▶ [Directive]: Please quote every line of the material below word for word, leaving the pictures out of your answer.

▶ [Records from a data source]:
** BEGIN **

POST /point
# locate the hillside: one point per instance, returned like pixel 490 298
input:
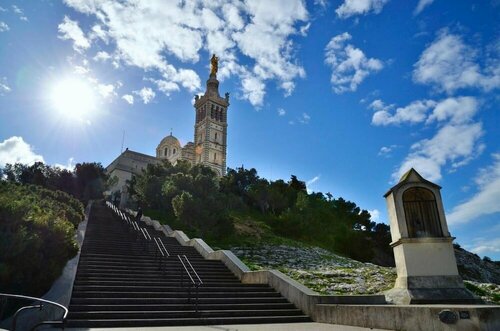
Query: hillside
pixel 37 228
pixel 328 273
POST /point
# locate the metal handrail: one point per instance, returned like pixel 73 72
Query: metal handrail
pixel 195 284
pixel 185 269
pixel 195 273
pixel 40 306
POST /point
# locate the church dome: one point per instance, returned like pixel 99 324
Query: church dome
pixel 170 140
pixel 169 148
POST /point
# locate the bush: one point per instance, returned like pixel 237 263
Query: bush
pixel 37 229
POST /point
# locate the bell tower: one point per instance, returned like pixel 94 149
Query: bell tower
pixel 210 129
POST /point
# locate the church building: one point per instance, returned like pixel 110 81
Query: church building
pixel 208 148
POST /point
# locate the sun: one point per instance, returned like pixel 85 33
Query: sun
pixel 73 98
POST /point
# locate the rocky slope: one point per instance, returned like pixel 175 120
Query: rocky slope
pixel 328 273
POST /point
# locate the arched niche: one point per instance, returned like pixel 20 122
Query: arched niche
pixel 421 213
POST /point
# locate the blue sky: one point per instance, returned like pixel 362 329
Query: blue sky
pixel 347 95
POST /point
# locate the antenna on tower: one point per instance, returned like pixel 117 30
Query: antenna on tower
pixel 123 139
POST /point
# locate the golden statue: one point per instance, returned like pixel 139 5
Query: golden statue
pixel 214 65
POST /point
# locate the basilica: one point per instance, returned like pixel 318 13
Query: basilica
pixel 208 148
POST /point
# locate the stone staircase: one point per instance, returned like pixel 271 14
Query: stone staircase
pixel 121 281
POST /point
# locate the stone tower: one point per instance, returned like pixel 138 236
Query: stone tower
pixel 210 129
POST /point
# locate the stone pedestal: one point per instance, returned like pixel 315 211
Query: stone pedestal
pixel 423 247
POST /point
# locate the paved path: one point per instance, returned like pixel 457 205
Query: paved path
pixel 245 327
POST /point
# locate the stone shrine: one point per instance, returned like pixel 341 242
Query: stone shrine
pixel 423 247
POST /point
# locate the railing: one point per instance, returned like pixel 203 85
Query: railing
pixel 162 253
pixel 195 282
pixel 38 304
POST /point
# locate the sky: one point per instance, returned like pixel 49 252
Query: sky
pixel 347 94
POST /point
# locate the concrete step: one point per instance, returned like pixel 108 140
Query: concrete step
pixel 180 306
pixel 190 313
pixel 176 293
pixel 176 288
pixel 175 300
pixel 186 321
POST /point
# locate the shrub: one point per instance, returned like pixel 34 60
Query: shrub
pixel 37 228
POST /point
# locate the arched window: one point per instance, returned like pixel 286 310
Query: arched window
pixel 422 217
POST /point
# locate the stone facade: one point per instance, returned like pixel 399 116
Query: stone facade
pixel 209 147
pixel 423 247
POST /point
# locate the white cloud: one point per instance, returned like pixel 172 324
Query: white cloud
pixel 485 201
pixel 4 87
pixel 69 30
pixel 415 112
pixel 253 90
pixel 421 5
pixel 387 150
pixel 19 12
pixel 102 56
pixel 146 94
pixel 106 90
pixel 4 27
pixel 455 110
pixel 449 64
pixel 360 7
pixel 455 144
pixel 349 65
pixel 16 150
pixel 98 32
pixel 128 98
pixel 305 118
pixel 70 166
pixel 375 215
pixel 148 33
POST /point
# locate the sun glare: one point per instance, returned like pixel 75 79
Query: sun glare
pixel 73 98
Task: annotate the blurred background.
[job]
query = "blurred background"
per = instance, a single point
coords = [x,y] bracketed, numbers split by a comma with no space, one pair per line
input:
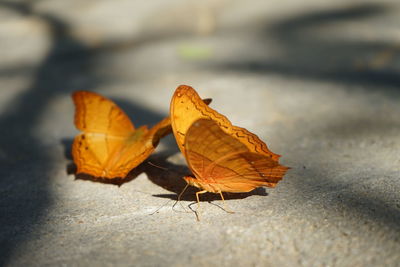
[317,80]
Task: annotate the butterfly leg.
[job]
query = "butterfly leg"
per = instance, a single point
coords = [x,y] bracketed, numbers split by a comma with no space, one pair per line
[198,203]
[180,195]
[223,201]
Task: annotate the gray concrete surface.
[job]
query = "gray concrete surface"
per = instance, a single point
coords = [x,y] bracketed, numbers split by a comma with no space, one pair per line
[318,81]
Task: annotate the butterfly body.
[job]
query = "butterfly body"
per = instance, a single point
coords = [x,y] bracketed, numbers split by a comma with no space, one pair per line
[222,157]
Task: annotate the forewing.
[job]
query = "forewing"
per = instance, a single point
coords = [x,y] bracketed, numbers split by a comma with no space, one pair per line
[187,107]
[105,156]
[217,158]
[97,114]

** END **

▶ [Answer to the exercise]:
POST /point
# locate the hillside: one point per instance, returned like pixel 490 298
input:
Query: hillside
pixel 37 228
pixel 328 273
POST /point
# locate the metal handrail: one point per instance, returned like pixel 73 72
Query: metal handrail
pixel 195 284
pixel 185 269
pixel 195 273
pixel 40 306
POST /point
# locate the church dome: one point per instance, returned like pixel 99 324
Query: church dome
pixel 170 140
pixel 169 148
POST /point
# locate the bush: one point per instance, returned like pixel 237 263
Query: bush
pixel 37 229
POST /point
# locate the bell tower: one point per instance, returned like pixel 94 149
Query: bell tower
pixel 210 129
POST /point
# locate the church building: one point per instance, returned like pixel 110 81
Query: church building
pixel 208 148
POST /point
# locate the sun: one point per instance, returned like pixel 85 33
Query: sun
pixel 73 98
POST /point
# locate the rocky slope: one point per instance, returned like pixel 175 120
Query: rocky slope
pixel 328 273
POST /point
# locate the arched niche: one point per instance, returned like pixel 20 122
Query: arched niche
pixel 421 213
POST /point
# locate the blue sky: one point per instance, returned like pixel 362 329
Query: blue sky
pixel 347 95
POST /point
# locate the antenna on tower: one point per instance, returned like pixel 117 30
Query: antenna on tower
pixel 123 139
POST /point
# locate the golden statue: one point per instance, returned like pixel 139 5
Query: golden statue
pixel 214 65
POST /point
# locate the basilica: one point per instance, returned like pixel 318 13
Query: basilica
pixel 208 148
POST /point
# locate the stone staircase: one point per instance, returned like pixel 271 14
Query: stone staircase
pixel 121 281
POST /point
# locate the stone tower: one point per instance, returned like pixel 138 236
Query: stone tower
pixel 210 129
POST /point
# locate the stone pedestal: one point per instance, returned like pixel 315 211
Query: stone pedestal
pixel 423 247
POST /point
# locate the paved path: one point per instance, returned like pixel 457 205
Query: paved path
pixel 245 327
POST /point
# locate the stone shrine: one point per instance, returned like pixel 341 242
Query: stone shrine
pixel 423 247
POST /point
# locate the railing: one point per instance, returned like pixel 203 85
Query: railing
pixel 162 253
pixel 195 282
pixel 38 304
POST /point
# locate the sky: one point per instance, returned like pixel 49 252
Query: sky
pixel 347 94
POST /point
# locate the concrete step: one point per instance, returned like pixel 108 140
Query: concrete step
pixel 180 306
pixel 190 313
pixel 176 293
pixel 176 288
pixel 175 300
pixel 186 321
POST /point
# locate the shrub: one point per instance, returned like pixel 34 60
Query: shrub
pixel 37 228
POST /point
# locate the arched window: one point per instance, returned like pixel 286 310
Query: arched window
pixel 422 217
POST /point
# locate the stone facade: one point per instance, returned like pixel 399 116
Query: stone facade
pixel 209 147
pixel 423 247
POST /point
# locate the white cloud: one point per instance, returned like pixel 172 324
Query: white cloud
pixel 485 201
pixel 4 87
pixel 69 30
pixel 415 112
pixel 253 90
pixel 421 5
pixel 387 150
pixel 19 12
pixel 102 56
pixel 146 94
pixel 106 90
pixel 4 27
pixel 455 110
pixel 449 64
pixel 360 7
pixel 455 144
pixel 349 65
pixel 16 150
pixel 98 32
pixel 128 98
pixel 305 118
pixel 70 166
pixel 375 215
pixel 148 33
POST /point
# locate the sun glare: one point per instance, returned like pixel 75 79
Query: sun glare
pixel 73 98
Task: annotate the blurred background.
[job]
query = "blurred background"
per = instance, a single point
coords = [x,y] bracketed, numbers split by a comma with no space, one pair per line
input:
[317,80]
Task: annotate the butterfly leg.
[job]
query = "butterfly leg"
per = instance, a single point
coords = [x,y] bracketed, numbers split by a comma with no space, one pair per line
[198,203]
[180,195]
[223,201]
Task: annotate the gray concrete surface.
[job]
query = "gray concrete surface"
per = instance, a single point
coords = [x,y] bracketed, numbers split by a comma with no space, one pair per line
[318,81]
Task: annotate the butterfly body.
[job]
query = "butterfly body"
per = instance, a single point
coords = [x,y] bracketed, numbers split by a comma with no space, one pair per line
[222,157]
Task: annotate the forewing.
[job]
query = "forewing"
per = instance, a single point
coords = [x,y] bracketed, numbers split by a comma with no space, one pair per line
[187,107]
[105,156]
[217,158]
[97,114]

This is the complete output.